● RECORDED INFORMATION:
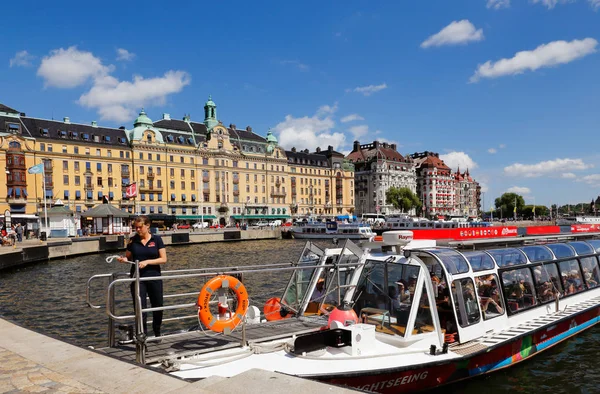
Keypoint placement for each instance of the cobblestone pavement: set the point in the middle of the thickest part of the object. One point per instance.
(20, 375)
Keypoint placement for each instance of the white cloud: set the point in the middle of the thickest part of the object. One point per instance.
(551, 3)
(124, 55)
(309, 132)
(68, 68)
(359, 131)
(457, 32)
(456, 160)
(368, 90)
(550, 167)
(353, 117)
(545, 55)
(113, 99)
(498, 4)
(22, 59)
(519, 190)
(295, 63)
(118, 100)
(592, 180)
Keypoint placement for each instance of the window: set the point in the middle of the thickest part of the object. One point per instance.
(490, 298)
(465, 302)
(517, 285)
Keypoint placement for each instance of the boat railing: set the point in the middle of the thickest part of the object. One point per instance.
(122, 279)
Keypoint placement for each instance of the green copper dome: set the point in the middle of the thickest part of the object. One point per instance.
(271, 138)
(142, 119)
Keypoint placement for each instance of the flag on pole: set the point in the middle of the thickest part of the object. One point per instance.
(131, 191)
(36, 169)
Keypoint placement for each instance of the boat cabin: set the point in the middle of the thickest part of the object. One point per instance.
(424, 291)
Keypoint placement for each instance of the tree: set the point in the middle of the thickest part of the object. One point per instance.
(402, 198)
(506, 203)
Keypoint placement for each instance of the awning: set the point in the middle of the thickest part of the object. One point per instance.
(195, 217)
(251, 217)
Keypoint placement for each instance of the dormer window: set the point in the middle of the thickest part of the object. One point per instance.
(14, 128)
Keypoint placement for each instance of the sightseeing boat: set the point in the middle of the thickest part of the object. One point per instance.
(332, 229)
(391, 315)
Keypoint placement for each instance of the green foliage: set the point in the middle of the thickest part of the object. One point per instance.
(506, 203)
(402, 198)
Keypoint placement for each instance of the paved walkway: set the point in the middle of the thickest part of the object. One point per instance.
(32, 362)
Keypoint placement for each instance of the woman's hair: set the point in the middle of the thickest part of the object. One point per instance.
(145, 220)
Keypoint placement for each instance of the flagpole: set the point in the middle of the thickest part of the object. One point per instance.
(44, 191)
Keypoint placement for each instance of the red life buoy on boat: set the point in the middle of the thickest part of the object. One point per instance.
(272, 310)
(207, 318)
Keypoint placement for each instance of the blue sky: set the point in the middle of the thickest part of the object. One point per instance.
(507, 88)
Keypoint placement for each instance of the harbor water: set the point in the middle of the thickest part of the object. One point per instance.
(50, 298)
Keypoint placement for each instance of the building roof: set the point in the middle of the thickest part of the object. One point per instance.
(4, 108)
(43, 129)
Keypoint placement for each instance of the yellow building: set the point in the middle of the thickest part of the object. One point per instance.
(192, 170)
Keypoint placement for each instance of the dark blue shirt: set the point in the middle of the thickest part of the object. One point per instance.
(142, 252)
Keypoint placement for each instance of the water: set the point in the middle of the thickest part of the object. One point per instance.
(50, 298)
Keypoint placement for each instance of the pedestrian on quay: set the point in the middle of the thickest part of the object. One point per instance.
(19, 231)
(150, 252)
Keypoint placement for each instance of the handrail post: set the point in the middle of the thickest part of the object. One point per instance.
(140, 336)
(112, 341)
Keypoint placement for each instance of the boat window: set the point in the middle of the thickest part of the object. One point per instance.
(571, 276)
(378, 297)
(595, 244)
(424, 321)
(517, 286)
(479, 260)
(591, 272)
(582, 248)
(300, 280)
(490, 298)
(454, 262)
(465, 302)
(537, 253)
(547, 284)
(561, 250)
(508, 257)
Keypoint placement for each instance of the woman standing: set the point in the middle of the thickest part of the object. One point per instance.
(149, 250)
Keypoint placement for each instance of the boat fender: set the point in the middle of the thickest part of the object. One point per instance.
(273, 310)
(219, 323)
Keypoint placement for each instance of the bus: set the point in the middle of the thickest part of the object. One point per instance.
(373, 218)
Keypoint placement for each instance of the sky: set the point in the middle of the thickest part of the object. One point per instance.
(508, 89)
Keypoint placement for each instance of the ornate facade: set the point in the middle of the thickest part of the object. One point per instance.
(379, 166)
(185, 168)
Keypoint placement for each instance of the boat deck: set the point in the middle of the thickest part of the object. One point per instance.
(199, 342)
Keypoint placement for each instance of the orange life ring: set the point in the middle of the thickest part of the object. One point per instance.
(209, 289)
(272, 310)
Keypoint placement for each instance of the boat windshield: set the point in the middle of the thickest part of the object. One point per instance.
(300, 280)
(386, 293)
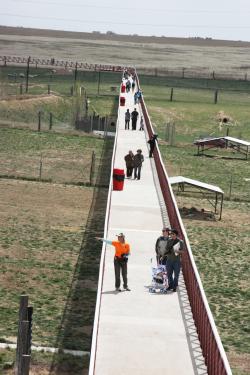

● PROBLEM DETAILS:
Starting at the line that contains "Keypoint placement for each instance of the ornate", transcribe each line through the last one of the entries above, exactly and without pictures.

● PROBLEM SOLUTION:
Keypoint placement for each instance of the ornate facade: set the point in the middle of the thickest part of the object. One point per instance.
(379, 166)
(185, 168)
Keypoint placement for each instance of the boat deck: set the point in the middle of the thickest part of the object. One point per instance.
(199, 342)
Keypoint placement for each instance of the orange life ring: set the point in the middle of the thickest part of the object. One point per instance.
(209, 289)
(272, 310)
Keypoint placement for each instance of the boat windshield: set the point in the middle of the thickest part of the object. One point per instance.
(300, 280)
(386, 293)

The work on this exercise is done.